::: EXCERPT TO READ

On one side buildings, on the other the coastline  – in the middle, as if planning suggested all buildings be kept a minimum distance from the water – then later decided to call ‘that bit’ a park…. an almost landing strip was turned to lawn. Before I go any further – The Yuccas, phormiums and some other plants en mass did look well. Also I did see litter pickers out which was nice, but I only saw one litter bin.

I wasn’t impressed. There is little to zero information on the park courtesy of Galway City Council. Wikipedia for example tells me Claude Toft was a former Lord Mayor of Galway. The planting on the roadside/ walkways is of osmanthus [prickly] and cortaderia pampas grasses, a plant that could razor the hand of you. It is of course ground covered with pebble that overspills onto the ground and from my parks experience… pebbles and main roads don’t work so well.

::::::
::: RECORD EXTRACTS

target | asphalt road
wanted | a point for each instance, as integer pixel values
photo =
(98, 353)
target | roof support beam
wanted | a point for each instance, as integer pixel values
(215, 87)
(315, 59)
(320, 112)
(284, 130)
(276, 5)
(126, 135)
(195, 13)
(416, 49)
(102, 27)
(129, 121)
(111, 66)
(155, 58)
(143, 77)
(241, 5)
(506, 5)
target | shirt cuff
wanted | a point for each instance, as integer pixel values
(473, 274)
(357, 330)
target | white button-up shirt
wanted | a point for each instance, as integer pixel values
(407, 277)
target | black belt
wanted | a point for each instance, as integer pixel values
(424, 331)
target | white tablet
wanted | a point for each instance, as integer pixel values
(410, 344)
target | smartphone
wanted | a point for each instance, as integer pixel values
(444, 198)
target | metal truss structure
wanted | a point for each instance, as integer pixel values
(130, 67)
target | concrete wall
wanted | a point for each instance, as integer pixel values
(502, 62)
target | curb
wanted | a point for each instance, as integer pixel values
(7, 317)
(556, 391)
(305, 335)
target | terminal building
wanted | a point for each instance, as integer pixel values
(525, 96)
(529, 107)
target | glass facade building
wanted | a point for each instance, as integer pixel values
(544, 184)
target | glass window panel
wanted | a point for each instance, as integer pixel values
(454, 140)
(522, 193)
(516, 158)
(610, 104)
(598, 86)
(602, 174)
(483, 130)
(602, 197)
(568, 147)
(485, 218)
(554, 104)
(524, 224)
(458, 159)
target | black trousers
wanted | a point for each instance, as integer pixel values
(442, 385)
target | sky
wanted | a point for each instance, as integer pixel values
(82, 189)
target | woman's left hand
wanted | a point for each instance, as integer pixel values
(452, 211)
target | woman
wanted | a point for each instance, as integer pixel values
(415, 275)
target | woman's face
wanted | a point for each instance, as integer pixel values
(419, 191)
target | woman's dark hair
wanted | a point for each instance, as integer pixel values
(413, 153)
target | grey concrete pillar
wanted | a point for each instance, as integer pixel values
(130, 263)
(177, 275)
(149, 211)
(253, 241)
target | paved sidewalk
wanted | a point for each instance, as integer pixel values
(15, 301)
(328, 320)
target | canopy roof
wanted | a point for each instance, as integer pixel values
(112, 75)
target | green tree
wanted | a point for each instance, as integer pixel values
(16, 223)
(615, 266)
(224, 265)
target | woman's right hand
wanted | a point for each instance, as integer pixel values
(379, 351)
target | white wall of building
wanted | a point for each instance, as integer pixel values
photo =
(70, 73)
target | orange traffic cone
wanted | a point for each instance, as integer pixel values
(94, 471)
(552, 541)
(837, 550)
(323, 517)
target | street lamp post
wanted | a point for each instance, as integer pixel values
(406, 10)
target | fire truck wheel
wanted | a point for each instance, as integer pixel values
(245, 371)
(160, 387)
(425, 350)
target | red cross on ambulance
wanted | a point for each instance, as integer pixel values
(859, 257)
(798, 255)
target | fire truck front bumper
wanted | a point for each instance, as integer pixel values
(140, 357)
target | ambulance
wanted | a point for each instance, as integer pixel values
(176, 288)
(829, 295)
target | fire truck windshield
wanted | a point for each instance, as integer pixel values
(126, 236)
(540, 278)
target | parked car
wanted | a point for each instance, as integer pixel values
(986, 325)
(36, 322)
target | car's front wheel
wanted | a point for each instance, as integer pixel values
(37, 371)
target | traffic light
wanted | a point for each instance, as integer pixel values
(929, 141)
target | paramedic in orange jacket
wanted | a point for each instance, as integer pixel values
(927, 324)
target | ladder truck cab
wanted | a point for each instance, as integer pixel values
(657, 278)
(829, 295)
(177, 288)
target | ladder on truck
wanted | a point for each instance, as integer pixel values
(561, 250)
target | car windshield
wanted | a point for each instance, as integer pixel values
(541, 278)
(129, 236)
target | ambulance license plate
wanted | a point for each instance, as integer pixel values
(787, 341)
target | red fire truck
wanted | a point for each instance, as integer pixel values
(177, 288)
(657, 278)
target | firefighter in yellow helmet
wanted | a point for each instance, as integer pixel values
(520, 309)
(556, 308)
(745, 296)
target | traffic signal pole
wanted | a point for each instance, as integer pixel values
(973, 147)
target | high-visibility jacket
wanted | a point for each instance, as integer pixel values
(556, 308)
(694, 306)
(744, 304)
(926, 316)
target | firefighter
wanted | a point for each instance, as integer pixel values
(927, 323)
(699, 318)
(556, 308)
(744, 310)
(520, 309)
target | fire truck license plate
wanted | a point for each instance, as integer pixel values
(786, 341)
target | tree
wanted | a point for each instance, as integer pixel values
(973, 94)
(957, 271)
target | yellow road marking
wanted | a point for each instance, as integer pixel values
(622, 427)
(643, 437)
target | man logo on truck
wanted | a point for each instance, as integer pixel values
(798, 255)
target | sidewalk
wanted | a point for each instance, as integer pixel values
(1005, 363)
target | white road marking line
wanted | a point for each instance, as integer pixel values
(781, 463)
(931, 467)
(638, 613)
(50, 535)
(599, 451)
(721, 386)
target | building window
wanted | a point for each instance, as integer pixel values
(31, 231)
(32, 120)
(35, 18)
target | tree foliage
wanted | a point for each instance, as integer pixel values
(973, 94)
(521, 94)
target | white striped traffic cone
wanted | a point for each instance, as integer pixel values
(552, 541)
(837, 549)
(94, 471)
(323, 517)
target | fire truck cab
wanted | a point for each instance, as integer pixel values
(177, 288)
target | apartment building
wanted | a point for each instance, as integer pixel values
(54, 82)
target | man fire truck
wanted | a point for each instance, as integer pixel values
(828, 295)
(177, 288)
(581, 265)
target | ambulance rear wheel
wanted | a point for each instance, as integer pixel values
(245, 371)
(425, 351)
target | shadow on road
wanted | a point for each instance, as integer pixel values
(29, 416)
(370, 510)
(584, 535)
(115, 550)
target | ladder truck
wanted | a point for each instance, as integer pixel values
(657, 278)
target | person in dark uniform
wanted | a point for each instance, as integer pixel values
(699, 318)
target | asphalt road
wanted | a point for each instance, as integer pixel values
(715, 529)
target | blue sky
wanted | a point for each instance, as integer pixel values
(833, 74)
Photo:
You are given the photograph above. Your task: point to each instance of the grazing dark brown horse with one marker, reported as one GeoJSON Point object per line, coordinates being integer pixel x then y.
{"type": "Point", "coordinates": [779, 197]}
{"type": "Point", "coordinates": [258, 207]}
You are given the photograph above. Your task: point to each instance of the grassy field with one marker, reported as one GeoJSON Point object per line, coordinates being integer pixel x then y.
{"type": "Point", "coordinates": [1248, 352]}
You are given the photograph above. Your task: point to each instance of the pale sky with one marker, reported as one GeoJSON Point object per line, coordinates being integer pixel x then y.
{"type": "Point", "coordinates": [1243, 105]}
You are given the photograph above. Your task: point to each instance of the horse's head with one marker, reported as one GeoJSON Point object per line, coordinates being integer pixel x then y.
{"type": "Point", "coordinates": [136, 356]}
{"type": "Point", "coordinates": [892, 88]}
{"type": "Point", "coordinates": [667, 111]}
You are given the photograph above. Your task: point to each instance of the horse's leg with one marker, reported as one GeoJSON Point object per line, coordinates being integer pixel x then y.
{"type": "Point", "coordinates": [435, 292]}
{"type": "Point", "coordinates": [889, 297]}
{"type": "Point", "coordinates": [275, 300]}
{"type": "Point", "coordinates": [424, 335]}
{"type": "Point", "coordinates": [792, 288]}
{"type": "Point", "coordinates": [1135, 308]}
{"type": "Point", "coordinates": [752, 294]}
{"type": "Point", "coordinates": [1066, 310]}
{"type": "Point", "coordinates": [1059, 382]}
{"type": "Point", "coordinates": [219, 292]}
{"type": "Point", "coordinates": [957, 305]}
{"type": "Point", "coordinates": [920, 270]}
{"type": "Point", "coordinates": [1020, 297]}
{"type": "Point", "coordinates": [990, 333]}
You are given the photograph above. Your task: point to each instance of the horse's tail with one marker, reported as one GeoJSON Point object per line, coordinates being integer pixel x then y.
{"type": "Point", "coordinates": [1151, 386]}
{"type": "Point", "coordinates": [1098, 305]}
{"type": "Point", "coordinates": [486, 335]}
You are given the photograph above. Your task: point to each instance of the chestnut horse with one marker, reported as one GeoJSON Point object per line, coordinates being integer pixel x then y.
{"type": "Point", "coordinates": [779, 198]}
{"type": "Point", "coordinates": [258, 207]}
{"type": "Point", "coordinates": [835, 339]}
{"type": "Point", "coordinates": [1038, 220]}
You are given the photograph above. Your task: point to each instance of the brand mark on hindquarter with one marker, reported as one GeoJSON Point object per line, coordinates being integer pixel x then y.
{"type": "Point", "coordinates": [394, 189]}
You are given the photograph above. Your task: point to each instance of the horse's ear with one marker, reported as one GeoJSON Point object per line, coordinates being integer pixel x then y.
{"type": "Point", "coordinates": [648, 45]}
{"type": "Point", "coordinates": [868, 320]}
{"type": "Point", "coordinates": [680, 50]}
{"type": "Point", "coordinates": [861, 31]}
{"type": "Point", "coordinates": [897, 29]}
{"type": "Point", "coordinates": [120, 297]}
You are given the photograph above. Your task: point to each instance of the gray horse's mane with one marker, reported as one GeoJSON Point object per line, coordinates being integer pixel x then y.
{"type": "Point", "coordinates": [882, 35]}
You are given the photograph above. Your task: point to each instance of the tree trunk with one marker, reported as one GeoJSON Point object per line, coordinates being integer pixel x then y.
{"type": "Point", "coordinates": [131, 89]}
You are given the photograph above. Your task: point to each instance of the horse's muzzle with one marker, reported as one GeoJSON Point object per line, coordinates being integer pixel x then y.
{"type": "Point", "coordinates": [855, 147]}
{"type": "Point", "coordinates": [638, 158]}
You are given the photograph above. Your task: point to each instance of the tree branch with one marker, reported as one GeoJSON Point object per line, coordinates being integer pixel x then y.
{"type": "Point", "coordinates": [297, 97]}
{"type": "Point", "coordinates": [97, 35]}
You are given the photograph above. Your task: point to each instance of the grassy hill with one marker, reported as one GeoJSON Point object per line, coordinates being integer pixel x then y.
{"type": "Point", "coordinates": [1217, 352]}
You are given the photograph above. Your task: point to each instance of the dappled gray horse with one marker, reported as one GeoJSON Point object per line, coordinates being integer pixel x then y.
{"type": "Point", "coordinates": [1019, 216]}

::::::

• [SET OF TASKS]
a) Render this sentence from the park review into Spanish: "There is little to zero information on the park courtesy of Galway City Council."
b) Using the park review, answer each question briefly.
(i) How many litter bins did the writer see?
(ii) According to Wikipedia, who was Claude Toft?
(iii) What material covers the ground where the osmanthus and pampas grasses are planted?
c) Carry on the park review in the same voice, picking up after its final sentence.

• [TASK RESULTS]
a) Hay poca o ninguna información sobre el parque por parte del Ayuntamiento de Galway.

b)
(i) One.
(ii) A former Lord Mayor of Galway.
(iii) Pebble.

c)
The car park was poor; The play area [although commendable] looked very much the after-thought; The grey stone end nearer the city looked very out of place and contained only 3 picnic benches – but then when I loooked at it from the angle of the new buildings behind…. it fitted perfect?; The boundary between the residential areas was in parts like a dumping grounds – It simply wasn’t very well maintained at all and aesthetically poor. Put all of that together and then try and find any information on the internet? Not impressed. More than that children would find it extremely hard to kick a ball here – even if the grass was cut.

Shame on you Galway City Coucil Parks Department. The same Galway City Council that wish to plough a road through Terrylands Peoples Forest?  The peoples forest. The people think its a bad idea.